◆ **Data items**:
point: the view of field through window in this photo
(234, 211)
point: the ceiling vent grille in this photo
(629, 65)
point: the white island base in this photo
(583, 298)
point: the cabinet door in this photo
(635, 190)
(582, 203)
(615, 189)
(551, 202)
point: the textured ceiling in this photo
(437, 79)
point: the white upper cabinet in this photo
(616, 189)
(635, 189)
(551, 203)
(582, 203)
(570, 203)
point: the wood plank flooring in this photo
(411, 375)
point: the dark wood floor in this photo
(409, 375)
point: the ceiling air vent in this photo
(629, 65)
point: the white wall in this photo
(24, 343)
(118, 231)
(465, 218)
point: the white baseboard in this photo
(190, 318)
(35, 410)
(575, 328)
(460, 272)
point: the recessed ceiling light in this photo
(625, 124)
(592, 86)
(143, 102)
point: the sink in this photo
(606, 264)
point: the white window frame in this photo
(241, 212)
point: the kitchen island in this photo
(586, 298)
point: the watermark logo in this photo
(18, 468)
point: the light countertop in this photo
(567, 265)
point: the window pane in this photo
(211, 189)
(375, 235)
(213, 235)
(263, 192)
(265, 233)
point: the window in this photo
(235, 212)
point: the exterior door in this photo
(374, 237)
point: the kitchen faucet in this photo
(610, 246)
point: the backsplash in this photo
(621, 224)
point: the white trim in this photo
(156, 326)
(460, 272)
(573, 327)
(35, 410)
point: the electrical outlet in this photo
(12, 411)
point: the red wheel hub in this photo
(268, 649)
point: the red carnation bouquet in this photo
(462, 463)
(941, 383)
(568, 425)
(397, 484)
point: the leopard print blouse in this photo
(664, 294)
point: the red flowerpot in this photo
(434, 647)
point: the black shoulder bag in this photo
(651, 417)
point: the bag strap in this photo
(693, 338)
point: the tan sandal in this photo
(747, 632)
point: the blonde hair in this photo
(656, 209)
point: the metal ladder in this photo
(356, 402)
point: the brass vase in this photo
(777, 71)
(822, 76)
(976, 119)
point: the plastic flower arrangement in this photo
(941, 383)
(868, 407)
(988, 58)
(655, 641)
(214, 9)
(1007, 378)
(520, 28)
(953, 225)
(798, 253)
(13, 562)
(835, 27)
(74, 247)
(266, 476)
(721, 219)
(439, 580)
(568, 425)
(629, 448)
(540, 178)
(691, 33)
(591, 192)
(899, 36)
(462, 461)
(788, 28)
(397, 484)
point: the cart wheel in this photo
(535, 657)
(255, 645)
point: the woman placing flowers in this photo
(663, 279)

◆ **HOW TO COMPLETE THIS TASK**:
Repeat the line containing "point: the tan sandal in this photo" and all subsequent lines through the final line of the data, exactly and with no others.

◆ **YOUR RESPONSE**:
point: the tan sandal in this photo
(747, 632)
point: the blonde hair in this photo
(656, 209)
point: the metal ladder in this photo
(356, 402)
point: the brass vase in this photo
(777, 71)
(822, 76)
(976, 119)
point: the plastic flower arrangement in this photo
(941, 383)
(868, 407)
(988, 58)
(655, 641)
(214, 9)
(1007, 378)
(520, 28)
(953, 225)
(798, 253)
(13, 562)
(835, 27)
(74, 247)
(266, 476)
(721, 219)
(439, 580)
(568, 425)
(629, 448)
(540, 178)
(691, 33)
(591, 192)
(899, 36)
(462, 461)
(788, 28)
(397, 484)
point: the cart wheel in this photo
(535, 657)
(255, 645)
point: the woman placing flowers in this photo
(663, 279)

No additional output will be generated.